▶ _Passage shown_

*-*-*

Vibration Testing Equipment & Specifications
Vibration testing is a complex method of testing used to determine an object’s integrity. This method of testing involves exposing an object to specific vibration profile within a controlled testing environment. These vibration profiles mimic actual conditions the object will face during use (i.e. testing automotive parts for function and safety prior to distribution). Obtaining accurate data is vital for this form of testing; thus, there’s specific vibration testing equipment and specifications required to accurately perform this test.
This article provides information on how vibration testing is conducted on a technical level. Specifically, the article discusses the equipment/specifications used for testing and shows results from a mock test conducted by the globally accredited vibration testing laboratories at JTL America.
Continue reading to learn more.
Equipment Involved in Testing
To help readers better understand the subject matter, here’s a list of the equipment used in testing with a brief description of their function.
Vibration Controller – A vibration controller is used to produce an input profile that imitates a wide rage of vibration inputs. The controller uses multiple frequency and amplitude (acceleration, velocity, or displacement). Real world inputs are road inputs, airborne inputs like wind or noise, fluid borne inputs, powertrain inputs, as well as the path that the vibration follows.

*-*-*

▶ _Provided material_
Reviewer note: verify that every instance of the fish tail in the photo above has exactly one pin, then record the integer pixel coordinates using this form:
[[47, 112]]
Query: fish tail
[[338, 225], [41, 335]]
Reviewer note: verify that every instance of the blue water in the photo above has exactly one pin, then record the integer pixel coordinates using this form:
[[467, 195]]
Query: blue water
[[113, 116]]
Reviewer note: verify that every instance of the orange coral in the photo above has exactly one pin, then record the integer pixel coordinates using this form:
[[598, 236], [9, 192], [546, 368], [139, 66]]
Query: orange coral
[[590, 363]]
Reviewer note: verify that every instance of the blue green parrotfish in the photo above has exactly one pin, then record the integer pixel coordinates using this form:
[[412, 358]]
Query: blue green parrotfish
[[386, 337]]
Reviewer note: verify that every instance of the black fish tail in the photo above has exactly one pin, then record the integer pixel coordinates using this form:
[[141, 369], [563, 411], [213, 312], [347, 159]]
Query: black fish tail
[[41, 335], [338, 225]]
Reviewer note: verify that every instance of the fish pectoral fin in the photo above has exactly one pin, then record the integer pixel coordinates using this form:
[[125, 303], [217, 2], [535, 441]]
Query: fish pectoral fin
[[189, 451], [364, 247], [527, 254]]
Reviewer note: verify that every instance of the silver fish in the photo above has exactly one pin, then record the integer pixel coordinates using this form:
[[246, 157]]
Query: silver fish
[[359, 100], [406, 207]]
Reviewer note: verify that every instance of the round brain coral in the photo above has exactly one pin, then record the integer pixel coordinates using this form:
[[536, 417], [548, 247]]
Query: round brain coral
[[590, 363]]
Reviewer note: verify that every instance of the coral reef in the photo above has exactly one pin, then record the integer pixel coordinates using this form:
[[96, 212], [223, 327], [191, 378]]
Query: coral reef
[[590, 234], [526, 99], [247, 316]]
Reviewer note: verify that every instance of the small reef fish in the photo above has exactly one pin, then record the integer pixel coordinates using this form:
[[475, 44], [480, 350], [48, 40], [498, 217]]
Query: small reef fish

*-*-*

▶ _Objective A_
In the vibration testing article, copy the text between "Vibration Controller –" and "the vibration follows.", inclusive, and swap "amplitude" for "magnitude".
▶ _Objective B_
According to the vibration testing article, what three measures can amplitude be expressed in?
The listing has no role in this exercise.

▶ _Written reply A_
Vibration Controller – A vibration controller is used to produce an input profile that imitates a wide rage of vibration inputs. The controller uses multiple frequency and magnitude (acceleration, velocity, or displacement). Real world inputs are road inputs, airborne inputs like wind or noise, fluid borne inputs, powertrain inputs, as well as the path that the vibration follows.

▶ _Written reply B_
Acceleration, velocity, or displacement.